__Written problem__
Rewrite all of the data below, requests included, shifting every coordinate in the answers by 75. Omit the pictures from your output.

__Material provided__
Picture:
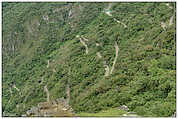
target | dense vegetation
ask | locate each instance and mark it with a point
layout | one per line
(144, 77)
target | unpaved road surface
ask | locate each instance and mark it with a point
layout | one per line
(86, 47)
(171, 20)
(116, 55)
(47, 92)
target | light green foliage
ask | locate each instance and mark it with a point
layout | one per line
(144, 77)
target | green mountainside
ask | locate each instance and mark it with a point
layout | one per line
(98, 56)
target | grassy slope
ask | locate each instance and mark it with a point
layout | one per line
(144, 76)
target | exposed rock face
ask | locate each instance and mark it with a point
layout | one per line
(123, 107)
(55, 108)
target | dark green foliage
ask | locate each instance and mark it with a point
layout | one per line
(144, 78)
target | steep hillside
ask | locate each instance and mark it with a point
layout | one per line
(95, 56)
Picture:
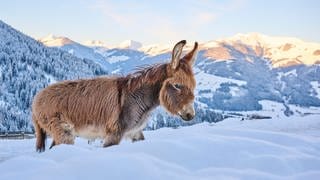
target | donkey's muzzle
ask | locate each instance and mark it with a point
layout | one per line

__Answer below__
Picture:
target | dense vegetation
ask | locate each instance and mark it with a point
layout | one per line
(219, 152)
target | unpaved road surface
ask | locate each instance and mark it with a point
layout | one per line
(161, 122)
(246, 95)
(191, 130)
(122, 167)
target | light green foliage
ask | locate each instance and mark it with a point
layout | one per line
(219, 152)
target | green mountainside
ask | locate each instance and mark it with a point
layout | one per line
(173, 131)
target | grassy slope
ask | locate each instance and mark it with a point
layout | one per line
(219, 151)
target | exposed rock face
ask | locate each instance and mark it with a point
layout | one per line
(198, 182)
(130, 183)
target | dark green foliage
ask | locate each instance and mark it with a point
layout | one per line
(219, 153)
target | steep hillside
ask | locate each instance and mark it with a point
layout | one per line
(170, 131)
Picture:
target | donkey's muzzle
ask | locate each instance and mark it with a point
layout | one per line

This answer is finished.